MP polls: BJP confident of winning Datia again as Congress bungles its chances

BJP leader Narottam Mishra is confident of winning Datia because of Congress' blunder of changing its candidate at the last minute

Update: 2023-10-23 07:35 GMT
The controversial BJP leader Narottam Mishra appears confident of scoring a comprehensive victory in Datia. File photo

Plagued by acute water shortages, poor sanitation, erratic electricity supply in its rural areas and crippling unemployment, Datia in Madhya Pradesh has little to show for the tag it holds of a VIP constituency that has elected BJP strongman Narottam Mishra to the Madhya Pradesh (MP) assembly for three consecutive terms since 2008.

With MP going to polls on November 17, Mishra, the incumbent home minister who has held various important portfolios in the state cabinet since 2005, is once again seeking re-election from this seat in the Gwalior division. His image of a Hindutva rabble-rouser whose name often figures on the political grapevine as a potential CM face from the BJP’s ranks prevents voters in Datia from openly airing their views about him but with a little prodding the locals do unleash a litany of complaints, carefully evading any direct attack on Mishra.
◆ ◆ ◆ ◆ ◆
**Written request**
In the article on the Datia race, on what date does Madhya Pradesh go to the polls, please?
◆ ◆ ◆ ◆ ◆
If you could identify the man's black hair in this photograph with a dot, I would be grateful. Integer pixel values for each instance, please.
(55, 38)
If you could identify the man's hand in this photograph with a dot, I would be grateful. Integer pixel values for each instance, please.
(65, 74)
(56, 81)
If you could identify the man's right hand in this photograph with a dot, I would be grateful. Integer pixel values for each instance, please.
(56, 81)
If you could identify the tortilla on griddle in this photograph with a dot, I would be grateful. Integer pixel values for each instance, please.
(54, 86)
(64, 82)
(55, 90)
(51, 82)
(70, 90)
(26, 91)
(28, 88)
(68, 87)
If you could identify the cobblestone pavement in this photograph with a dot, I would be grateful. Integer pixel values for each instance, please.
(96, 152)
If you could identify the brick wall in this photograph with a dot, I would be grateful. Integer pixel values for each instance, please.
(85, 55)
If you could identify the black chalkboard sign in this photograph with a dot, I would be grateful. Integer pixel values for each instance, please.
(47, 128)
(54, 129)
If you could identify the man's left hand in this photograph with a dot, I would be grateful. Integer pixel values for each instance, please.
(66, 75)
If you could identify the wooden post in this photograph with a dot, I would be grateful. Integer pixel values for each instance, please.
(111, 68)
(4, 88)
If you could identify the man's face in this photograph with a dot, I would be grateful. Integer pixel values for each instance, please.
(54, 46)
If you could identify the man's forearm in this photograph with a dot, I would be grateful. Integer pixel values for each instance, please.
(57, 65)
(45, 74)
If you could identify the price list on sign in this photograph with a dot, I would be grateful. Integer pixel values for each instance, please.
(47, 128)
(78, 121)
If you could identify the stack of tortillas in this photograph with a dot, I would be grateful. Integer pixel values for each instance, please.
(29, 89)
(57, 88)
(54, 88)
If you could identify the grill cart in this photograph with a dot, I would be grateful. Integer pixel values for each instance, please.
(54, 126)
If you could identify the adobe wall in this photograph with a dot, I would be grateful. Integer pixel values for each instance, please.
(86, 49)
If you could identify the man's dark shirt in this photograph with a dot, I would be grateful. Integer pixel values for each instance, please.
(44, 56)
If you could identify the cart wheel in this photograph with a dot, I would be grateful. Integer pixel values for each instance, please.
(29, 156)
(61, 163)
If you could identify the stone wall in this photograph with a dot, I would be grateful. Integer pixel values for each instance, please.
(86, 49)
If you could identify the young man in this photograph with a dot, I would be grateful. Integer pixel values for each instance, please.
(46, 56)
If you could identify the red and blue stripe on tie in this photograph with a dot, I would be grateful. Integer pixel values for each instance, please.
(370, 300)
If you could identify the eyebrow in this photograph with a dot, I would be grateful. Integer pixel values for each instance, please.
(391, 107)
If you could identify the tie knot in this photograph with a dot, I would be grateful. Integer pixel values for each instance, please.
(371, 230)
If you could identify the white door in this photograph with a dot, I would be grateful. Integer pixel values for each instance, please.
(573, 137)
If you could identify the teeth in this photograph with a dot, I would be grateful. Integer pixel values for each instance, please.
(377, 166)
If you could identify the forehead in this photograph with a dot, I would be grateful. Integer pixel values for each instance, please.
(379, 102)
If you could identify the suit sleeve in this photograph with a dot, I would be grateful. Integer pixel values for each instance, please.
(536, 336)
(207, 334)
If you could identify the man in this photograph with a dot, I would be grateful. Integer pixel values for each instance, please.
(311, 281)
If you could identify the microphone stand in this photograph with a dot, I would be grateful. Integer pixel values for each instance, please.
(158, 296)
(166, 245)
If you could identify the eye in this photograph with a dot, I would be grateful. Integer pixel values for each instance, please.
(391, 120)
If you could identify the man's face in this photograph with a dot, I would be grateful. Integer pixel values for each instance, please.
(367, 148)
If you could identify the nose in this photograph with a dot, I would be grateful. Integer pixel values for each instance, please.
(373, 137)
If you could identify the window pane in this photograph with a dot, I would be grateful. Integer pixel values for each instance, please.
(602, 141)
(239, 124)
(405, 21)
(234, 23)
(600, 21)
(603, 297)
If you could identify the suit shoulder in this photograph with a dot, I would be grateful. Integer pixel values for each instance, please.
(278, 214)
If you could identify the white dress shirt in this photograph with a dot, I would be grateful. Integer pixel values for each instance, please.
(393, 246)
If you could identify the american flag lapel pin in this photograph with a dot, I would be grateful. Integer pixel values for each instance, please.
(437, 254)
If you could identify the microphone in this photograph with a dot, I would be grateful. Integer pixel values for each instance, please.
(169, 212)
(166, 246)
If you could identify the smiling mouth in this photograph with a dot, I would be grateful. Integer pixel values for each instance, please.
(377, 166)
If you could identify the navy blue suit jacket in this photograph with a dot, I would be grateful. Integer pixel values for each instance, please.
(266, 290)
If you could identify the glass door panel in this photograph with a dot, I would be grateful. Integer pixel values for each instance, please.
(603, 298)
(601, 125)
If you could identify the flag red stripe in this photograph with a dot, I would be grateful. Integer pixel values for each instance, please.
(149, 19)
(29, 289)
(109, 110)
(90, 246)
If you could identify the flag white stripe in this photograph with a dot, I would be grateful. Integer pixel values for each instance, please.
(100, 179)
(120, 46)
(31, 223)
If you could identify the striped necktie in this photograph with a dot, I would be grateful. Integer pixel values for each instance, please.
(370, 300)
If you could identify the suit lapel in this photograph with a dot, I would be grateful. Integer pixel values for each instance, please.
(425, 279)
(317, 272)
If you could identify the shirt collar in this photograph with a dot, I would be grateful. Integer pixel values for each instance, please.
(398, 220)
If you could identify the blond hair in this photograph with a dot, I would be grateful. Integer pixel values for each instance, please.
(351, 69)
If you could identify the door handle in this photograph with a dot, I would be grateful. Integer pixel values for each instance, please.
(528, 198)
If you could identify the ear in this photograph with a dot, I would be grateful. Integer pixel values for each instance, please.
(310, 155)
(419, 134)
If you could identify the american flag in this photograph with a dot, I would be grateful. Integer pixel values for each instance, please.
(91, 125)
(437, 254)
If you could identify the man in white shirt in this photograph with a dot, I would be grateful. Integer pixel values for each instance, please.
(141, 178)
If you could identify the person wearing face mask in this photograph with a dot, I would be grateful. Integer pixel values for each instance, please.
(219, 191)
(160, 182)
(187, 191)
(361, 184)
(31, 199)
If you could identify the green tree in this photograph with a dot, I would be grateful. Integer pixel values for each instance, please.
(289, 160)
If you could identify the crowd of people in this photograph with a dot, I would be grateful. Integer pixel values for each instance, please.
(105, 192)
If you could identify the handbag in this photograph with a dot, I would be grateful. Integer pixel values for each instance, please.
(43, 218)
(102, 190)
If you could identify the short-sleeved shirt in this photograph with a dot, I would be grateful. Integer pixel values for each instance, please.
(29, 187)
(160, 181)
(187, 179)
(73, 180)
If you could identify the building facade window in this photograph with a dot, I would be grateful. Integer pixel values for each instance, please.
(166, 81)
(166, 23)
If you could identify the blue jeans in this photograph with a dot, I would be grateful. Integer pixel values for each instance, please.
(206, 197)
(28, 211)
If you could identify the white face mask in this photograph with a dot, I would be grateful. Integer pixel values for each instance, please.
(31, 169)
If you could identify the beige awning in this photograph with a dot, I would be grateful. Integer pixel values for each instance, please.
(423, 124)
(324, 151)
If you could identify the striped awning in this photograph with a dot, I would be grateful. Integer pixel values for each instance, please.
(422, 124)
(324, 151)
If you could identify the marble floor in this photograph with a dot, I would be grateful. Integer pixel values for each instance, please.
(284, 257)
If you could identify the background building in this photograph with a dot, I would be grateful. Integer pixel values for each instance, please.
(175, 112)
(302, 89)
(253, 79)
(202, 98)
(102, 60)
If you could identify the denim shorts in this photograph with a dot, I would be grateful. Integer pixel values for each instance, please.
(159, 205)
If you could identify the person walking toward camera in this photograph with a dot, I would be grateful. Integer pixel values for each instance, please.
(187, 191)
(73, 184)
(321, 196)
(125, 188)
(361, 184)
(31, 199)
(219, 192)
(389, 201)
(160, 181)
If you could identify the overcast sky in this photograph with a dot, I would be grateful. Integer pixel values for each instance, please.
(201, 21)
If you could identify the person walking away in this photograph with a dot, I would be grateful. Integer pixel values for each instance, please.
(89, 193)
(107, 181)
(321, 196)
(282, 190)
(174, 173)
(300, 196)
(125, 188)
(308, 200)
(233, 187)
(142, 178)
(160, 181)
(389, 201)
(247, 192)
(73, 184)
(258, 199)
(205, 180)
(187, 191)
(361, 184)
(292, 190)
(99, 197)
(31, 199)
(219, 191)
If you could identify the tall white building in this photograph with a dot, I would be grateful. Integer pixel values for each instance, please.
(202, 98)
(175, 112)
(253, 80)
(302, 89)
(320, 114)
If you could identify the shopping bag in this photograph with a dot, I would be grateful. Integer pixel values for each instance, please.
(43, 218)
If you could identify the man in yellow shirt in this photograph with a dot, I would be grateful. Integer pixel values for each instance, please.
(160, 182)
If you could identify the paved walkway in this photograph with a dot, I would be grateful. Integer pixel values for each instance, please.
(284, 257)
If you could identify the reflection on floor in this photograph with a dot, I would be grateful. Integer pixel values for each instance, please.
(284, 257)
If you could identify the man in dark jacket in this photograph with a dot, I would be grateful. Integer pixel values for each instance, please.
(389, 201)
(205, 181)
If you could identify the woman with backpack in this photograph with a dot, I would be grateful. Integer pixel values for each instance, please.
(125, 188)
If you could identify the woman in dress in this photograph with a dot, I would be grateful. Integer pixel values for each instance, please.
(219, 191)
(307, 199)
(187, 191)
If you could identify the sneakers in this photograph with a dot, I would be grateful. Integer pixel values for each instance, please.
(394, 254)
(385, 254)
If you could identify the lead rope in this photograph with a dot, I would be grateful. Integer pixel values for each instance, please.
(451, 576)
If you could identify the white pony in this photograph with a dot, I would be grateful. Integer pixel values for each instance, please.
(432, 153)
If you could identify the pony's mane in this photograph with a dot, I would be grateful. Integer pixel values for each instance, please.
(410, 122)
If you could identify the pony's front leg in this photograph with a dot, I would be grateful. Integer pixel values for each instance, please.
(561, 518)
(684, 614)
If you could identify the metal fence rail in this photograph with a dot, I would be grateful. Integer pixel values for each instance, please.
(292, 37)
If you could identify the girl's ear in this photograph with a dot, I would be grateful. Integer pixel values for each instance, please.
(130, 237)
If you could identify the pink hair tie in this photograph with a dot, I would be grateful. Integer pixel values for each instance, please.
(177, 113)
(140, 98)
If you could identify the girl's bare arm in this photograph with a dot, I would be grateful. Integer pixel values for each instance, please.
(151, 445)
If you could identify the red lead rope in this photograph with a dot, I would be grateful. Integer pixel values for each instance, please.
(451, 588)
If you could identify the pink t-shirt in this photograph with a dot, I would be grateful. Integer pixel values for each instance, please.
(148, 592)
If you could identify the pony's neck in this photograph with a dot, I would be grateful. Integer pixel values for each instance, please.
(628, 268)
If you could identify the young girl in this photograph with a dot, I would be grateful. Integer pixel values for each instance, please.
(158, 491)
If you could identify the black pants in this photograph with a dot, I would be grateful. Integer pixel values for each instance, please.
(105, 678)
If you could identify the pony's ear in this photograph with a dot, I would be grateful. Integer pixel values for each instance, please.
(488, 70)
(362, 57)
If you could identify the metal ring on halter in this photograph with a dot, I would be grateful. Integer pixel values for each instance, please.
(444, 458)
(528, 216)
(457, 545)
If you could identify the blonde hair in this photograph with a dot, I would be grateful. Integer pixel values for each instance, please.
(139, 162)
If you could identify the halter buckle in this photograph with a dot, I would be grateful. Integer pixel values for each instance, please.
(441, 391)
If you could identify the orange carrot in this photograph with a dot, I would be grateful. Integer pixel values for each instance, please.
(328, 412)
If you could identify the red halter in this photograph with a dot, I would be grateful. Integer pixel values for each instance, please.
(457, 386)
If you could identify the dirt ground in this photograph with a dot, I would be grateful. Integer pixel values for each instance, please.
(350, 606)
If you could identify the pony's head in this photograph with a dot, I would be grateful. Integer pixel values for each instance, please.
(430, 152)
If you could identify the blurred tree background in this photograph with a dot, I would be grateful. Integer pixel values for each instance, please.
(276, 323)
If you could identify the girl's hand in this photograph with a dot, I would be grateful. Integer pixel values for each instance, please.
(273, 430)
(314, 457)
◆ ◆ ◆ ◆ ◆
**Solved problem**
November 17